### Problem details:
Produce an exact copy of the lines from the line containing "of the plant" through the last line of the entries below, and only those lines.

(Stored data)

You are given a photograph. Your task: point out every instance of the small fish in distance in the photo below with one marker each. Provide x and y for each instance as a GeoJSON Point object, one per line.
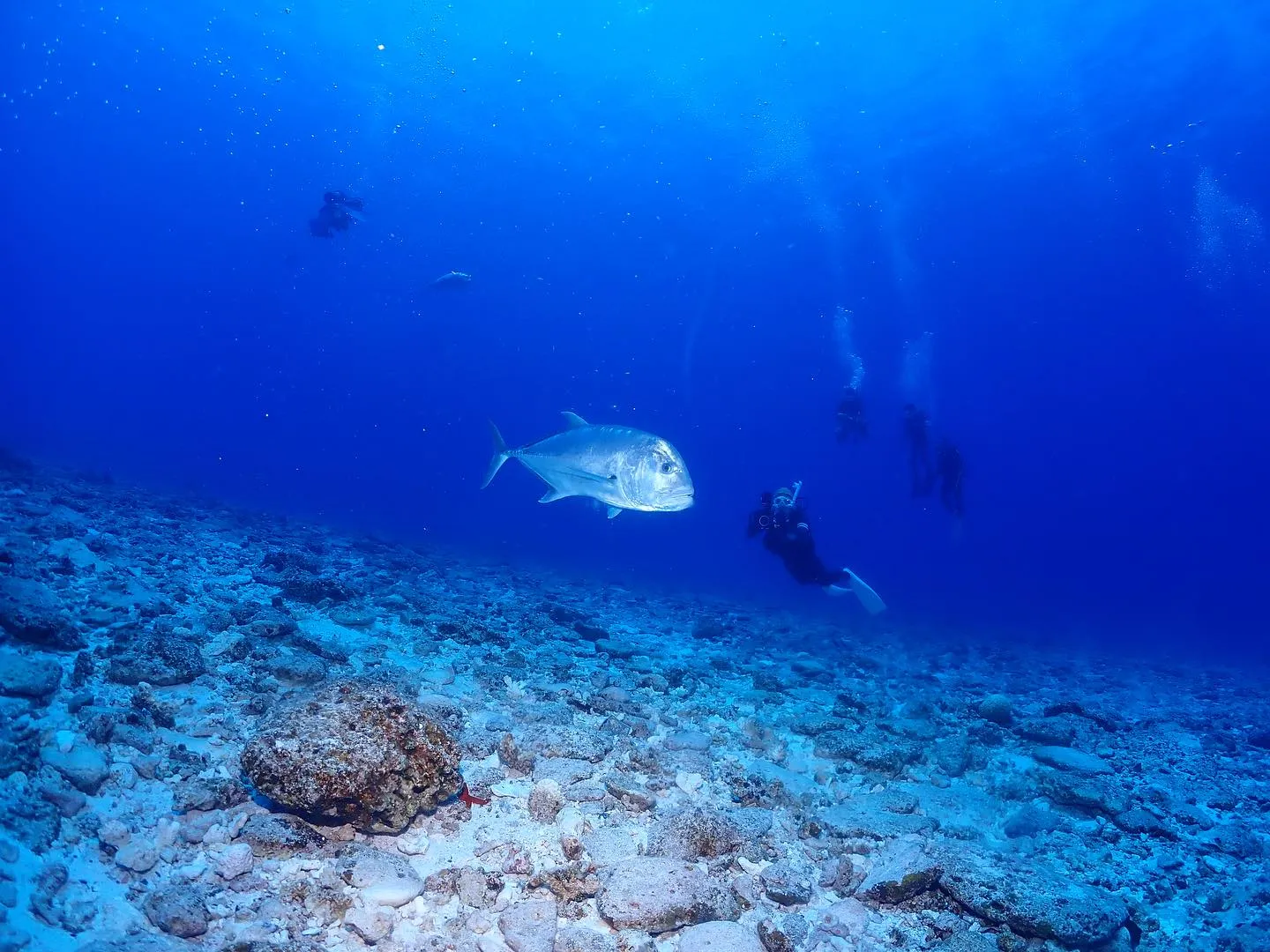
{"type": "Point", "coordinates": [452, 279]}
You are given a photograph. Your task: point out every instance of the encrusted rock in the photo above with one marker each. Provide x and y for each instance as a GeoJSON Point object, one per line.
{"type": "Point", "coordinates": [280, 836]}
{"type": "Point", "coordinates": [530, 926]}
{"type": "Point", "coordinates": [159, 660]}
{"type": "Point", "coordinates": [660, 894]}
{"type": "Point", "coordinates": [787, 883]}
{"type": "Point", "coordinates": [1072, 759]}
{"type": "Point", "coordinates": [31, 612]}
{"type": "Point", "coordinates": [997, 709]}
{"type": "Point", "coordinates": [235, 861]}
{"type": "Point", "coordinates": [1032, 900]}
{"type": "Point", "coordinates": [546, 800]}
{"type": "Point", "coordinates": [381, 879]}
{"type": "Point", "coordinates": [178, 911]}
{"type": "Point", "coordinates": [355, 753]}
{"type": "Point", "coordinates": [900, 871]}
{"type": "Point", "coordinates": [719, 937]}
{"type": "Point", "coordinates": [695, 834]}
{"type": "Point", "coordinates": [83, 766]}
{"type": "Point", "coordinates": [28, 677]}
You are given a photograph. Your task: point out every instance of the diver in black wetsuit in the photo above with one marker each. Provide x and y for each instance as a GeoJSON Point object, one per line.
{"type": "Point", "coordinates": [917, 432]}
{"type": "Point", "coordinates": [950, 469]}
{"type": "Point", "coordinates": [337, 213]}
{"type": "Point", "coordinates": [851, 417]}
{"type": "Point", "coordinates": [788, 534]}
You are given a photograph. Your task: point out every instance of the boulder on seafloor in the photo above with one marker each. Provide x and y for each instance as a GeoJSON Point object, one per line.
{"type": "Point", "coordinates": [655, 895]}
{"type": "Point", "coordinates": [355, 753]}
{"type": "Point", "coordinates": [1032, 900]}
{"type": "Point", "coordinates": [31, 612]}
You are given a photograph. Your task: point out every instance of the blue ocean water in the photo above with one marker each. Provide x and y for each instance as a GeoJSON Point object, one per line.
{"type": "Point", "coordinates": [1057, 215]}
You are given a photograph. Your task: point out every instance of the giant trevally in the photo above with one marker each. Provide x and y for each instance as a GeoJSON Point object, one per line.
{"type": "Point", "coordinates": [621, 467]}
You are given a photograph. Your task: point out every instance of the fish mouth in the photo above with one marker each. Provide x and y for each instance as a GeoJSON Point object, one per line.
{"type": "Point", "coordinates": [675, 502]}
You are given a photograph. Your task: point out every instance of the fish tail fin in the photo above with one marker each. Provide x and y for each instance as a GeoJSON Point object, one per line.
{"type": "Point", "coordinates": [501, 455]}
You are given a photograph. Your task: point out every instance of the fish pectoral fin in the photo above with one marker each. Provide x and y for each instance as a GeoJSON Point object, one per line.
{"type": "Point", "coordinates": [585, 475]}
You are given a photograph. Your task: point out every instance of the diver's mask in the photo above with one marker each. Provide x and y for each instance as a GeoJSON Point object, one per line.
{"type": "Point", "coordinates": [782, 504]}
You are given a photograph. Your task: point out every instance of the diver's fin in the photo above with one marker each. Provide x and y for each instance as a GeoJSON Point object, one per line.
{"type": "Point", "coordinates": [869, 598]}
{"type": "Point", "coordinates": [501, 455]}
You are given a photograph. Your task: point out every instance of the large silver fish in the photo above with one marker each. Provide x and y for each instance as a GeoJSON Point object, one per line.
{"type": "Point", "coordinates": [623, 467]}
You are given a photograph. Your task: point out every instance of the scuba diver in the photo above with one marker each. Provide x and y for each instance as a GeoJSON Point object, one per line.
{"type": "Point", "coordinates": [917, 432]}
{"type": "Point", "coordinates": [787, 533]}
{"type": "Point", "coordinates": [851, 417]}
{"type": "Point", "coordinates": [337, 213]}
{"type": "Point", "coordinates": [950, 469]}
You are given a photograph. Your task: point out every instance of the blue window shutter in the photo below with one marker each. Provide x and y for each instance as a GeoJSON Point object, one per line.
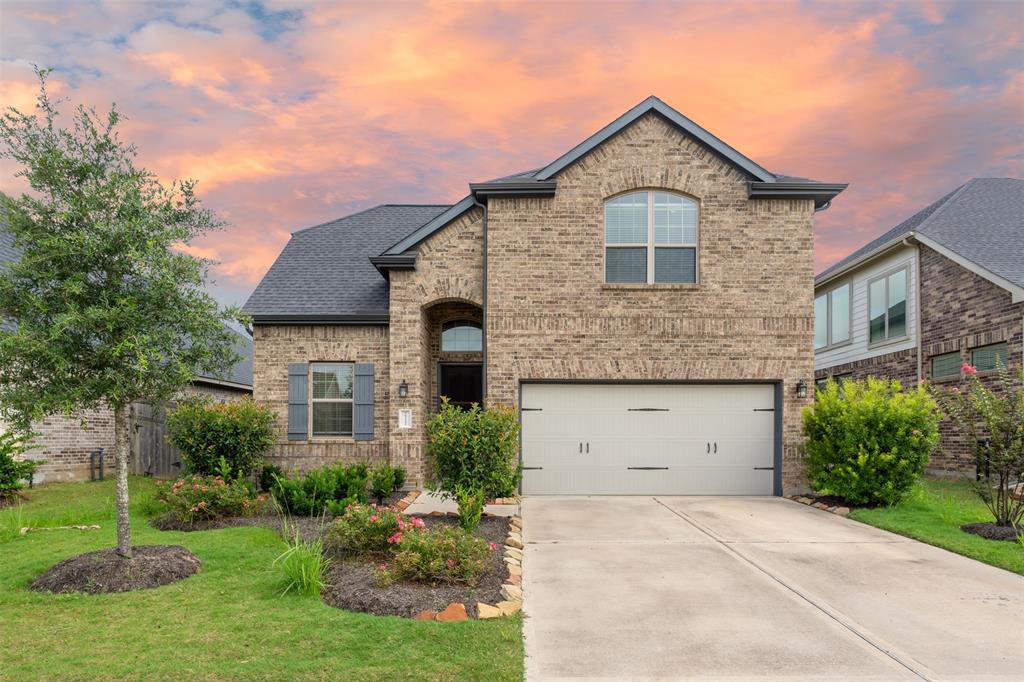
{"type": "Point", "coordinates": [298, 401]}
{"type": "Point", "coordinates": [364, 429]}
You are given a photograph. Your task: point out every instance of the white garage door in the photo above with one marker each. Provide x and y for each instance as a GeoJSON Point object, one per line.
{"type": "Point", "coordinates": [648, 438]}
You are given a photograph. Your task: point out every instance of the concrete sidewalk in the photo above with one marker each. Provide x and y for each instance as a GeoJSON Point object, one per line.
{"type": "Point", "coordinates": [754, 589]}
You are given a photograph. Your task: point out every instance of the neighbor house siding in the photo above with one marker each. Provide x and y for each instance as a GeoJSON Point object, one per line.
{"type": "Point", "coordinates": [550, 315]}
{"type": "Point", "coordinates": [274, 346]}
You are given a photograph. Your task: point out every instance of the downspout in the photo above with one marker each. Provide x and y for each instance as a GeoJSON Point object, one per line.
{"type": "Point", "coordinates": [916, 310]}
{"type": "Point", "coordinates": [483, 303]}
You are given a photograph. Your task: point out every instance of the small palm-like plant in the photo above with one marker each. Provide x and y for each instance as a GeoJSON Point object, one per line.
{"type": "Point", "coordinates": [993, 422]}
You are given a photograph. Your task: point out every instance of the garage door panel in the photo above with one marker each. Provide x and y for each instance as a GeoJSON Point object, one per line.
{"type": "Point", "coordinates": [648, 438]}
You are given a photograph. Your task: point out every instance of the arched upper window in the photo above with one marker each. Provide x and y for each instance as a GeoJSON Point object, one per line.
{"type": "Point", "coordinates": [650, 237]}
{"type": "Point", "coordinates": [462, 336]}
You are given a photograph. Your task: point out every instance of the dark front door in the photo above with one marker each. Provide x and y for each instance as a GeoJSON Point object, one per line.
{"type": "Point", "coordinates": [462, 383]}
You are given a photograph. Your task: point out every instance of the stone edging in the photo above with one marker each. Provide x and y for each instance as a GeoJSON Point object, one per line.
{"type": "Point", "coordinates": [841, 511]}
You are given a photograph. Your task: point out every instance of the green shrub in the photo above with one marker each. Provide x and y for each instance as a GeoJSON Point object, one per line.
{"type": "Point", "coordinates": [195, 498]}
{"type": "Point", "coordinates": [384, 480]}
{"type": "Point", "coordinates": [240, 431]}
{"type": "Point", "coordinates": [369, 530]}
{"type": "Point", "coordinates": [868, 442]}
{"type": "Point", "coordinates": [329, 488]}
{"type": "Point", "coordinates": [14, 471]}
{"type": "Point", "coordinates": [304, 566]}
{"type": "Point", "coordinates": [473, 448]}
{"type": "Point", "coordinates": [442, 555]}
{"type": "Point", "coordinates": [470, 501]}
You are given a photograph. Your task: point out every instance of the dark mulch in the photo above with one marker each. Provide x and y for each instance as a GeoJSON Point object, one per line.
{"type": "Point", "coordinates": [993, 531]}
{"type": "Point", "coordinates": [351, 585]}
{"type": "Point", "coordinates": [96, 572]}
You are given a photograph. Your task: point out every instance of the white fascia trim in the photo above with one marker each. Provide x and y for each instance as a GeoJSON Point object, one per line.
{"type": "Point", "coordinates": [1016, 290]}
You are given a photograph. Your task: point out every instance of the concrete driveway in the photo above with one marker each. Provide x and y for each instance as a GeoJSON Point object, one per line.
{"type": "Point", "coordinates": [754, 589]}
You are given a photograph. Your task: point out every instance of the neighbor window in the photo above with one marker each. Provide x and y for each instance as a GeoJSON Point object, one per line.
{"type": "Point", "coordinates": [887, 306]}
{"type": "Point", "coordinates": [462, 336]}
{"type": "Point", "coordinates": [650, 238]}
{"type": "Point", "coordinates": [832, 317]}
{"type": "Point", "coordinates": [984, 358]}
{"type": "Point", "coordinates": [332, 398]}
{"type": "Point", "coordinates": [945, 366]}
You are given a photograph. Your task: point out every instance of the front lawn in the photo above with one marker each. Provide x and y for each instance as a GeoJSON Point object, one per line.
{"type": "Point", "coordinates": [934, 512]}
{"type": "Point", "coordinates": [225, 623]}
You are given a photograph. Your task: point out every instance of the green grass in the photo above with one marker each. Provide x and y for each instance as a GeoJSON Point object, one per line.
{"type": "Point", "coordinates": [226, 623]}
{"type": "Point", "coordinates": [934, 512]}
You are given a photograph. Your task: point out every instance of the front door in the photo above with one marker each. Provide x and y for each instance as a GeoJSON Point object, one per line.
{"type": "Point", "coordinates": [462, 383]}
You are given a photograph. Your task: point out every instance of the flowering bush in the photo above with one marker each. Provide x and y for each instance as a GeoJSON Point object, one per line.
{"type": "Point", "coordinates": [369, 529]}
{"type": "Point", "coordinates": [441, 555]}
{"type": "Point", "coordinates": [868, 441]}
{"type": "Point", "coordinates": [196, 498]}
{"type": "Point", "coordinates": [993, 422]}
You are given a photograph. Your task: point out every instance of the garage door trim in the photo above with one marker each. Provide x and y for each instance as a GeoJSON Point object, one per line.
{"type": "Point", "coordinates": [776, 383]}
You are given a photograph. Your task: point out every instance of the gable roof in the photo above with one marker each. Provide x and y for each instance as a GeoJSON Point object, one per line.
{"type": "Point", "coordinates": [325, 274]}
{"type": "Point", "coordinates": [980, 224]}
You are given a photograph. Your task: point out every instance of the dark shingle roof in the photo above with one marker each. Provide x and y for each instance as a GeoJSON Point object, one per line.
{"type": "Point", "coordinates": [981, 220]}
{"type": "Point", "coordinates": [326, 271]}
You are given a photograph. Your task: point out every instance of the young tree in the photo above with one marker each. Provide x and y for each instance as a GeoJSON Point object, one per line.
{"type": "Point", "coordinates": [108, 307]}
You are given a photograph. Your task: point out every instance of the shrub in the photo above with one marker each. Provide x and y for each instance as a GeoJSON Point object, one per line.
{"type": "Point", "coordinates": [240, 431]}
{"type": "Point", "coordinates": [470, 502]}
{"type": "Point", "coordinates": [322, 489]}
{"type": "Point", "coordinates": [197, 498]}
{"type": "Point", "coordinates": [993, 422]}
{"type": "Point", "coordinates": [442, 555]}
{"type": "Point", "coordinates": [868, 442]}
{"type": "Point", "coordinates": [369, 530]}
{"type": "Point", "coordinates": [14, 471]}
{"type": "Point", "coordinates": [473, 448]}
{"type": "Point", "coordinates": [303, 565]}
{"type": "Point", "coordinates": [384, 480]}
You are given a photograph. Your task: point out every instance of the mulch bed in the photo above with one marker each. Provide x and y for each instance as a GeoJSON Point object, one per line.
{"type": "Point", "coordinates": [351, 584]}
{"type": "Point", "coordinates": [993, 531]}
{"type": "Point", "coordinates": [97, 572]}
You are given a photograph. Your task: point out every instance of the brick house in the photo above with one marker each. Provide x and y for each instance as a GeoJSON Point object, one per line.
{"type": "Point", "coordinates": [942, 288]}
{"type": "Point", "coordinates": [644, 301]}
{"type": "Point", "coordinates": [66, 442]}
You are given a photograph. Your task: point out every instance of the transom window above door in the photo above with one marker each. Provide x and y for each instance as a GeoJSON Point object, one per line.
{"type": "Point", "coordinates": [650, 238]}
{"type": "Point", "coordinates": [462, 336]}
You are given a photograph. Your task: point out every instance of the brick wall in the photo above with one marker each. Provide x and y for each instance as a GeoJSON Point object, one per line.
{"type": "Point", "coordinates": [550, 315]}
{"type": "Point", "coordinates": [962, 312]}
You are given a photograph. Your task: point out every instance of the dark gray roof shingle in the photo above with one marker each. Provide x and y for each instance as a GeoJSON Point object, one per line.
{"type": "Point", "coordinates": [325, 270]}
{"type": "Point", "coordinates": [981, 220]}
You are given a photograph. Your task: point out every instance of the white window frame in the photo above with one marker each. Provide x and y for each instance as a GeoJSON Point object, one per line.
{"type": "Point", "coordinates": [885, 276]}
{"type": "Point", "coordinates": [829, 343]}
{"type": "Point", "coordinates": [313, 400]}
{"type": "Point", "coordinates": [650, 245]}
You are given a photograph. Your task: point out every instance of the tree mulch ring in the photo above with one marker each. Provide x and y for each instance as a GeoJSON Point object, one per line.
{"type": "Point", "coordinates": [98, 572]}
{"type": "Point", "coordinates": [351, 584]}
{"type": "Point", "coordinates": [993, 531]}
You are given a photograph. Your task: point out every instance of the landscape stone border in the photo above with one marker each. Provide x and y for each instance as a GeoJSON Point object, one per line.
{"type": "Point", "coordinates": [804, 500]}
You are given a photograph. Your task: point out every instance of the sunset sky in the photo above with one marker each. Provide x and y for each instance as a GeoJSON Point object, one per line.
{"type": "Point", "coordinates": [294, 113]}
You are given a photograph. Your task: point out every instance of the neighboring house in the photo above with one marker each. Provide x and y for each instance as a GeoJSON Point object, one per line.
{"type": "Point", "coordinates": [644, 302]}
{"type": "Point", "coordinates": [66, 442]}
{"type": "Point", "coordinates": [961, 263]}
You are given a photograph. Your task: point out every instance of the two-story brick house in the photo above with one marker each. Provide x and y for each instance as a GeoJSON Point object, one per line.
{"type": "Point", "coordinates": [942, 288]}
{"type": "Point", "coordinates": [644, 301]}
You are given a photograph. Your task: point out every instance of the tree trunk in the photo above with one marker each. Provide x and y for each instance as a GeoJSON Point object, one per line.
{"type": "Point", "coordinates": [122, 445]}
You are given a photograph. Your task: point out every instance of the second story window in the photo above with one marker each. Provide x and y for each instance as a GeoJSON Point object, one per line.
{"type": "Point", "coordinates": [832, 317]}
{"type": "Point", "coordinates": [650, 238]}
{"type": "Point", "coordinates": [887, 306]}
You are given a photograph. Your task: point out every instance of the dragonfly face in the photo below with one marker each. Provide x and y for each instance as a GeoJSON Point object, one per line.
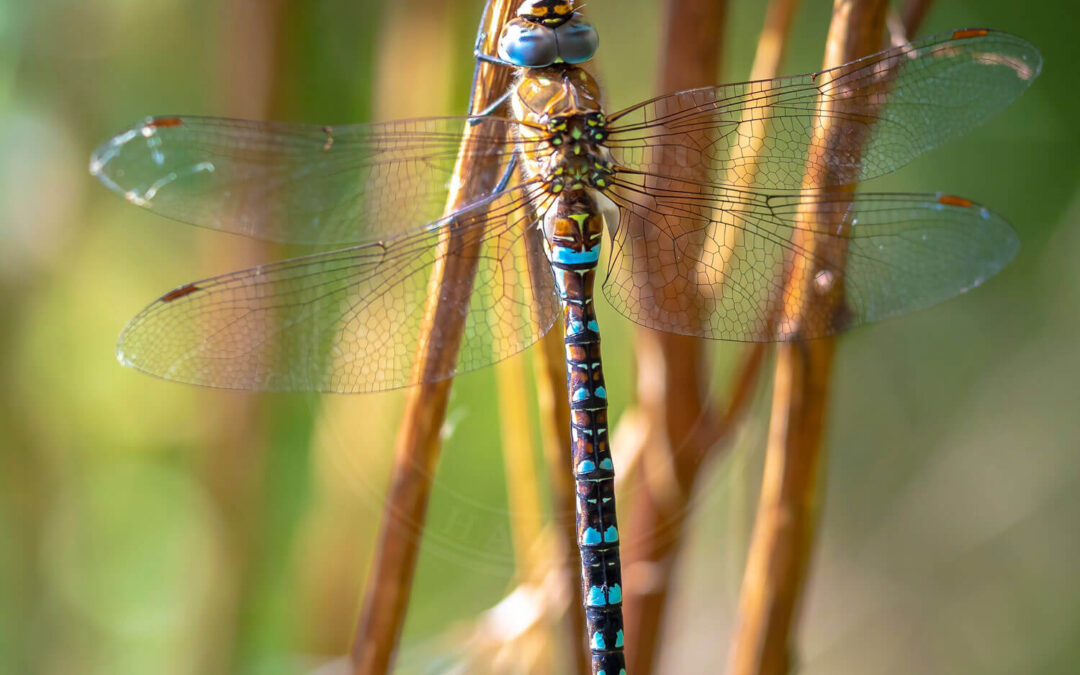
{"type": "Point", "coordinates": [547, 32]}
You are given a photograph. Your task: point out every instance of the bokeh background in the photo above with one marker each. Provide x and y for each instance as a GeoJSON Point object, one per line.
{"type": "Point", "coordinates": [150, 527]}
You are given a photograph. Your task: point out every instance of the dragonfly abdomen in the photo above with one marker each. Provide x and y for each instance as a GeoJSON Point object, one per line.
{"type": "Point", "coordinates": [574, 230]}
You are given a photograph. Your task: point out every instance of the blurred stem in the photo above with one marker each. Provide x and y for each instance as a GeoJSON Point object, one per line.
{"type": "Point", "coordinates": [788, 507]}
{"type": "Point", "coordinates": [418, 441]}
{"type": "Point", "coordinates": [677, 424]}
{"type": "Point", "coordinates": [522, 480]}
{"type": "Point", "coordinates": [913, 14]}
{"type": "Point", "coordinates": [234, 464]}
{"type": "Point", "coordinates": [555, 434]}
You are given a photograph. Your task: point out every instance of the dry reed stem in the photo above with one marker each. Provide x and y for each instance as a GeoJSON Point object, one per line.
{"type": "Point", "coordinates": [658, 520]}
{"type": "Point", "coordinates": [233, 466]}
{"type": "Point", "coordinates": [418, 441]}
{"type": "Point", "coordinates": [674, 413]}
{"type": "Point", "coordinates": [788, 505]}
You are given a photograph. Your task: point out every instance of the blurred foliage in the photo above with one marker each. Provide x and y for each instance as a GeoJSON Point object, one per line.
{"type": "Point", "coordinates": [149, 527]}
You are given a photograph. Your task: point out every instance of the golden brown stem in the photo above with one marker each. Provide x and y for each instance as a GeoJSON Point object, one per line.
{"type": "Point", "coordinates": [682, 431]}
{"type": "Point", "coordinates": [523, 493]}
{"type": "Point", "coordinates": [788, 505]}
{"type": "Point", "coordinates": [673, 369]}
{"type": "Point", "coordinates": [418, 440]}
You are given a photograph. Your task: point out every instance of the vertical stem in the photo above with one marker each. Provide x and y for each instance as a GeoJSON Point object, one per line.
{"type": "Point", "coordinates": [788, 505]}
{"type": "Point", "coordinates": [522, 483]}
{"type": "Point", "coordinates": [672, 380]}
{"type": "Point", "coordinates": [418, 441]}
{"type": "Point", "coordinates": [690, 433]}
{"type": "Point", "coordinates": [233, 467]}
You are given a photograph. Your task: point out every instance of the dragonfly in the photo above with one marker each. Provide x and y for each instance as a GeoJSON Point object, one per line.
{"type": "Point", "coordinates": [713, 200]}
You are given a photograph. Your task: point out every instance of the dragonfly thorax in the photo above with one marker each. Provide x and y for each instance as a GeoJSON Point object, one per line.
{"type": "Point", "coordinates": [561, 111]}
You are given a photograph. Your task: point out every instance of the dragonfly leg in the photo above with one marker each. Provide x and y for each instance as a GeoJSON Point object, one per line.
{"type": "Point", "coordinates": [505, 175]}
{"type": "Point", "coordinates": [491, 108]}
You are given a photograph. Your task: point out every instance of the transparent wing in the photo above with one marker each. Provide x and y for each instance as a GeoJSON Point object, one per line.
{"type": "Point", "coordinates": [351, 320]}
{"type": "Point", "coordinates": [296, 183]}
{"type": "Point", "coordinates": [882, 110]}
{"type": "Point", "coordinates": [713, 261]}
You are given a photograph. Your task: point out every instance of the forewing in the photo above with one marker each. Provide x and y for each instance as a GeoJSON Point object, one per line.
{"type": "Point", "coordinates": [296, 183]}
{"type": "Point", "coordinates": [881, 110]}
{"type": "Point", "coordinates": [351, 320]}
{"type": "Point", "coordinates": [715, 262]}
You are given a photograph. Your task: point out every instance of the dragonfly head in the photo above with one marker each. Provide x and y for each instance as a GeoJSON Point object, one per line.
{"type": "Point", "coordinates": [547, 12]}
{"type": "Point", "coordinates": [548, 32]}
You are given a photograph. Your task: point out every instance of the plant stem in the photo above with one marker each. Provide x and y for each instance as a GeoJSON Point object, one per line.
{"type": "Point", "coordinates": [788, 505]}
{"type": "Point", "coordinates": [418, 440]}
{"type": "Point", "coordinates": [674, 412]}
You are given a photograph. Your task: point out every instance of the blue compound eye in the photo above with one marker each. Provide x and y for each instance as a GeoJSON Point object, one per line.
{"type": "Point", "coordinates": [577, 40]}
{"type": "Point", "coordinates": [527, 44]}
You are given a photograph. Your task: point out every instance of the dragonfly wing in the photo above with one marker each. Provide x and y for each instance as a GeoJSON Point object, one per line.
{"type": "Point", "coordinates": [296, 183]}
{"type": "Point", "coordinates": [717, 262]}
{"type": "Point", "coordinates": [882, 111]}
{"type": "Point", "coordinates": [352, 320]}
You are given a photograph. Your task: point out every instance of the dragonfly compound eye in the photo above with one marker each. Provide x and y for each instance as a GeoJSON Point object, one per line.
{"type": "Point", "coordinates": [527, 44]}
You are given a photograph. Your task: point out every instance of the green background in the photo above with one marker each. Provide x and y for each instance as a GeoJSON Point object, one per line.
{"type": "Point", "coordinates": [150, 527]}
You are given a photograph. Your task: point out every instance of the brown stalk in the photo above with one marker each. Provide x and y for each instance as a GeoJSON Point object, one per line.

### The completed task:
You are given a photograph. Your task: point out every instance of the plant stem in the photo above with one marker each. Provide x and y for each instance as a GeoJSON Point object, one per line.
{"type": "Point", "coordinates": [788, 505]}
{"type": "Point", "coordinates": [418, 440]}
{"type": "Point", "coordinates": [674, 412]}
You are given a photograph. Your task: point out every instance of the blue compound eye in the photo above with one marker each. Provide x and y for each instance as a GeoJSON Point object, one per line.
{"type": "Point", "coordinates": [577, 40]}
{"type": "Point", "coordinates": [527, 44]}
You are given a photograph. Your task: point out every instance of the dragonfly wing in the photo above with one marker each. Provide x and y for each instance as a GeoJSON Point object, one per line.
{"type": "Point", "coordinates": [296, 183]}
{"type": "Point", "coordinates": [717, 262]}
{"type": "Point", "coordinates": [882, 111]}
{"type": "Point", "coordinates": [352, 320]}
You are given a photograph. Your task: point out every instance of the dragonfly compound eye in the photo above with one marker each. Provide x and y for each instance as a GeoJSON Point object, one per line.
{"type": "Point", "coordinates": [527, 44]}
You are given a photograph. Your task: point out every instance of the green background in the photo above with one marker each. Provide x and y for each instance as a GeoJSON Point object, one per line.
{"type": "Point", "coordinates": [150, 527]}
You are given a photograph. Your task: point out every instance of the brown stalk in the photo above with one marker each. Provide x and y for each instance as a GeoJSON Point object, one per line.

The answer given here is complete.